Problem statement:
Please give these records again, switching every "woman's" to "model's" and leaving everything else unchanged.

Data for this exercise:

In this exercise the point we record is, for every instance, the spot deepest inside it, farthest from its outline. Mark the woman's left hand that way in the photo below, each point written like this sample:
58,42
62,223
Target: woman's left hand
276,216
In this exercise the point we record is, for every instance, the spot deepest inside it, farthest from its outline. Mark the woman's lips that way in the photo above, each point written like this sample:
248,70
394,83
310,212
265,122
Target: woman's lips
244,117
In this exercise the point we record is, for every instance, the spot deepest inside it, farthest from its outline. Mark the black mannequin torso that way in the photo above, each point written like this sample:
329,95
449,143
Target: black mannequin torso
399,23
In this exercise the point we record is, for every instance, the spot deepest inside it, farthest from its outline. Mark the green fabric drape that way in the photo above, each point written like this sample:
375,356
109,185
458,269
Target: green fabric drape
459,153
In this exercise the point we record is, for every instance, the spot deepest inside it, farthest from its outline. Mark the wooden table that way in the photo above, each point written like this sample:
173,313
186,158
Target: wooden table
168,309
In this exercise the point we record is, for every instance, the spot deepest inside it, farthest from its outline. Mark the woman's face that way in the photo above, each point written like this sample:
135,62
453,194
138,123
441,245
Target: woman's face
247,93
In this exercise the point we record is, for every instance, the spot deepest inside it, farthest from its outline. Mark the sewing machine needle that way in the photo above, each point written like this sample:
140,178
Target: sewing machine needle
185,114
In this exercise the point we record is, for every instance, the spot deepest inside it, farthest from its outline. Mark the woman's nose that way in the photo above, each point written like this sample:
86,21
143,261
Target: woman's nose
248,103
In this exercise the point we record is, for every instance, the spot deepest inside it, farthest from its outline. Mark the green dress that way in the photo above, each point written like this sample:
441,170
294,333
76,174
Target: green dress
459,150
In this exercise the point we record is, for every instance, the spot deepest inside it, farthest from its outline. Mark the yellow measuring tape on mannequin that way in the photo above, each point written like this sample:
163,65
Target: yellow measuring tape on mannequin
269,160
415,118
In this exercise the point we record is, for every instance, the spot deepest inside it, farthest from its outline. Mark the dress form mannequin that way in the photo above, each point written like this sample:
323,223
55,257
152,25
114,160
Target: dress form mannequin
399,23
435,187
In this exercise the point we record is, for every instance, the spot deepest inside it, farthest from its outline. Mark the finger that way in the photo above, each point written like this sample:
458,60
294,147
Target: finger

Full solution:
In this exercise the point we record is, for every instance, the spot deepest inside it, farthest from its outline. Mark the model's left hand that way in the photo below, each point written like this sample:
58,42
62,223
Target: model's left hand
276,216
In this exercise the point we record is, for every instance, the spot deepest inside it, farthest from its outline. Mark the model's lips that way in the photo above, each point written like this sample:
248,70
394,83
310,212
265,122
Target: model's lips
244,117
In this exercise the point we record is, for every instance, the spot deepest inside it, farthest from its outline. Mark the black mannequin torso that way in the photo above, each point written like this sample:
329,95
449,143
Target: black mannequin torso
399,23
In this exercise the point we record is, for every instance, the spot deepest inside it, farthest from its outline. Mark the green fabric drape that way in the photo above, each point written like this sample:
375,356
109,185
458,269
Target: green fabric drape
459,153
In this exercise the point we record is, for every instance, the spot deepest inside it, farthest from its outline. Mark the wooden table that way in the photo above, each point written like this sample:
173,313
186,158
Target: wooden table
168,309
In this exercise the point we record is, for every instance, the spot deepest inside it, farthest from its outline. Mark the model's face that way in the photo above, each point written like this sample:
135,62
453,194
138,123
441,245
Target: model's face
247,93
In this exercise the point we record is, for every instance, the spot deepest inside it, farthest from its outline. Mark the sewing machine needle that way in the photo above, each point written like this sample:
140,178
Target: sewing machine needle
185,114
In this exercise the point we record is, for every instance, the spot deepest inside it, farthest from its outline. Mark the model's nose that way in the photo above, each point written like this sample:
86,21
143,261
Target: model's nose
248,103
In this exercise the point we record is, for every instance, the spot deepest inside it, farthest from its outline. Mark the green dress that way in the photo above, each point written like this sample:
441,170
294,333
76,174
Target: green dress
459,150
In this exercise the point we record is, for every instance, the spot deepest inside it, farthest from its outline. Mark the yellow measuring tape on mannequin that way in the photo above, each point written like this sample:
163,65
Target: yellow measuring tape on mannequin
269,160
415,118
In this exercise the point we record is, for every instance, the spot deepest inside it, farthest from its outline. Mark the dress form mannequin that way in the photo above, each point written like this sample:
323,223
55,257
152,25
114,160
Target: dress form mannequin
399,23
435,187
In this exercise the point we record is, for every instance, the spot deepest inside it, farthest from its outline. Mark the finger that way in the photo above, each point written like this sample:
458,60
294,147
Target: finger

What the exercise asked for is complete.